====== QUOTED PASSAGE
Class notes about dogs and beer - NaN, value

Reading in files

Not reading everything in

If you’d like to try to analyze a subset of your data first, you can pass nrows to read_csv

# Only read in 3000 rows
df = pd.read_csv("../dataset.csv", nrows=3000)

It doesn’t work for read_excel, though! In that case you can either save the file as a csv or read it all then, then take the first 3000.

# Read in the whole file, but then
# only use the first 3000
df = pd.read_excel("dataset.xlsx")
df = df.head(3000)

And yes, list slicing would work here, too.

Leaving one set of data out of a graph

Say you’re making a graph of the top industries in a graphic, you might use

# Plot the count of every industry
df['industry'].value_counts().plot()

But oh no, you don’t like the Oil industry! You want to get it out of the graphic! There are a few ways to do it, but the easiest is to **filter the oil companies out before you do your .value_counts().

# First, get rid of the oil industry
# by doing df[df['industry'] != 'Oil']
# then use ['industry'].value_counts()
# to get the counts of the remaining industries
df[df['industry'] != 'Oil']['industry'].value_counts().plot()

Count the number of rows that meet some condition

When you want to count the rows of a dataframe, you often use .shape. python # Get the number of rows of a dataframe df.shape

You can also do this after you filter!

# First, filter for people over age 64
# Then, get the row and column count
df[df['age'] > 64].shape

You can also use .count() but it’s a little different.

Working with strings

Converting strings to floats or ints

You can convert a string to a float by using astype.

# Convert height to a float
df['height'].astype(float)

Make sure you only have numbers before you do this. If you get an error, it’s probably because you have a percent sign or a measurement (lbs, mm, etc) or something else in there that can’t be converted to a number.

# Convert height to a float after getting
# rid of the measurement
df['height'].replace("cm","").astype(float)

It works for ints, too!

# Convert age to an int
df['age'].astype(int)

Replacing or removing part of a string

You can use .str.replace to replace part of a string with some other string.

# Replace "Mister" with "Mr"
df['name'] = df['name'].str.replace('Mister', 'Mr')

To remove something, just “replace” it with '', an empty string!

# Remove "lbs" completely
df['weight'] = df['weight'].str.replace('lbs.', '')
============
====== INFORMATION SUPPLIED
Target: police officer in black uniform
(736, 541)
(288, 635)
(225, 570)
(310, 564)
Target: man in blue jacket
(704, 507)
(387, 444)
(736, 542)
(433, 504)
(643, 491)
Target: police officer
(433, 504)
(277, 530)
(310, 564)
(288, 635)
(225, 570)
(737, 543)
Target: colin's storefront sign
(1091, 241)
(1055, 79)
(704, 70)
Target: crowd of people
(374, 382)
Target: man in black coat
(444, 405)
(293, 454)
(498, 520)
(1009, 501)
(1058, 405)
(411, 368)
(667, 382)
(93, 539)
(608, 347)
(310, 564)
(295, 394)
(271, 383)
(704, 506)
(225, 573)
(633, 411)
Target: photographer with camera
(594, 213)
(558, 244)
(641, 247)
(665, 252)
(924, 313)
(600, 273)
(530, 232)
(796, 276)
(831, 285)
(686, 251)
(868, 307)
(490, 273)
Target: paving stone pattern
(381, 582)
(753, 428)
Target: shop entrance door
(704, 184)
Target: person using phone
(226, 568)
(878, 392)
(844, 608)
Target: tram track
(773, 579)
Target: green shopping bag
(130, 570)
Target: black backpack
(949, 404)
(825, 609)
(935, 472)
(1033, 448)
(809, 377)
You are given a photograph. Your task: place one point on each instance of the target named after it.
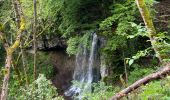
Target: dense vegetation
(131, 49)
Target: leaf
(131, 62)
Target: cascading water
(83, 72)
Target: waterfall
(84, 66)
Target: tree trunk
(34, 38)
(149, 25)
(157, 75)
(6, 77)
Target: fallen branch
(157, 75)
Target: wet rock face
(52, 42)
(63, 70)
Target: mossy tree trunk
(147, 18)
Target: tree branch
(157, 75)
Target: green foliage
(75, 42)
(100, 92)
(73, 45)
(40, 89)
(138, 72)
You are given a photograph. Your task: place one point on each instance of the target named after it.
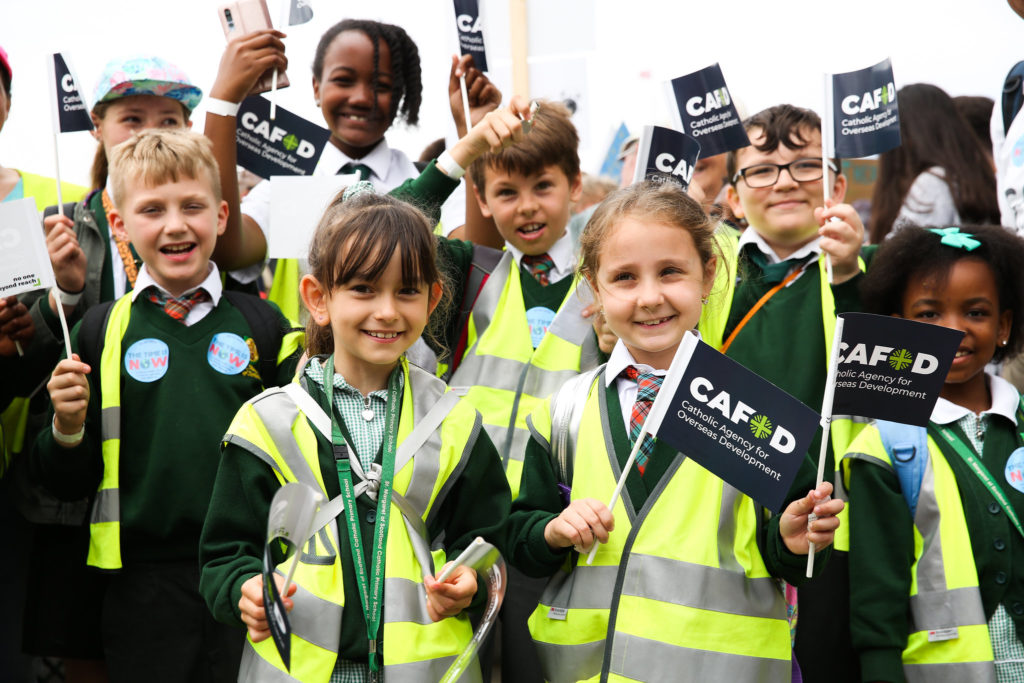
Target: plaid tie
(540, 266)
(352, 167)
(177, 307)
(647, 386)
============
====== INFORMATION SUPPLIED
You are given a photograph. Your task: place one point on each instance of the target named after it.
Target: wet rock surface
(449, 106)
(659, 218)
============
■ **PROBLEMS AND TASKS**:
(a) Name every dataframe column that the class notes refer to by name inside square brackets in their code.
(b) Return every line of the entries that contains the string "tree". Case counts.

■ **ANSWER LIST**:
(a) industry, age, height, name, weight

(b)
Target: tree trunk
Target: mossy tree trunk
Target: tree branch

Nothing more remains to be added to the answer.